Problem 1: Turn each line of the labeling records below into a Markdown table with the columns "Row" and "Line," numbering the rows and leaving out blank lines.

Source passage:
On May 3, 2011, Robinson filed a proper person state post-conviction petition for a
writ of habeas corpus. Exh. 28. On November 14, 2012, the Nevada Supreme Court
affirmed the denial of four claims of ineffective assistance of counsel but reversed and
remanded a fifth claim because the district court should have provided the relief set
forth in NRAP 4(c). Exh. 60. The remittitur issued on December 10, 2012. Exhibit 61.
On July 15, 2013, the Clerk of Court filed a notice of appeal of the amended
judgment of conviction on Robinson’s behalf under NRAP 4(c). Exh. 67. The Nevada
Supreme Court affirmed the amended judgment of conviction on September 18, 2014,
and remittitur issued on October 20, 2014. Exhs. 93, 94.
Robinson dispatched his federal petition for mailing on November 26, 2014 (ECF
No. 7).
Respondents now argue that several grounds are subject to dismissal as
unexhausted, noncognizable or conclusory (ECF No. 9).

Problem 2: Switch "remittitur" to "mandate" in the habeas case history above and write out the part starting with "On July 15, 2013, the" and going on through "(ECF No. 9).".

Items from a labeling collection:

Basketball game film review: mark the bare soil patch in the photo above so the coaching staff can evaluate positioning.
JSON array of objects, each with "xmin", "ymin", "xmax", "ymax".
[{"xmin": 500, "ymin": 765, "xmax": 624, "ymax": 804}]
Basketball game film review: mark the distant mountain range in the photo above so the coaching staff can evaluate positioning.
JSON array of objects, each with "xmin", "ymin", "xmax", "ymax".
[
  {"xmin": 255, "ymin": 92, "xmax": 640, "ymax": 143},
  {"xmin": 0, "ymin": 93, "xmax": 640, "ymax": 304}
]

Worked answer 1:
| Row | Line |
|---|---|
| 1 | Basketball game film review: mark the bare soil patch in the photo above so the coaching staff can evaluate positioning. |
| 2 | JSON array of objects, each with "xmin", "ymin", "xmax", "ymax". |
| 3 | [{"xmin": 500, "ymin": 765, "xmax": 624, "ymax": 804}] |
| 4 | Basketball game film review: mark the distant mountain range in the photo above so the coaching staff can evaluate positioning. |
| 5 | JSON array of objects, each with "xmin", "ymin", "xmax", "ymax". |
| 6 | [ |
| 7 |   {"xmin": 255, "ymin": 92, "xmax": 640, "ymax": 143}, |
| 8 |   {"xmin": 0, "ymin": 93, "xmax": 640, "ymax": 304} |
| 9 | ] |

Worked answer 2:
On July 15, 2013, the Clerk of Court filed a notice of appeal of the amended
judgment of conviction on Robinson’s behalf under NRAP 4(c). Exh. 67. The Nevada
Supreme Court affirmed the amended judgment of conviction on September 18, 2014,
and mandate issued on October 20, 2014. Exhs. 93, 94.
Robinson dispatched his federal petition for mailing on November 26, 2014 (ECF
No. 7).
Respondents now argue that several grounds are subject to dismissal as
unexhausted, noncognizable or conclusory (ECF No. 9).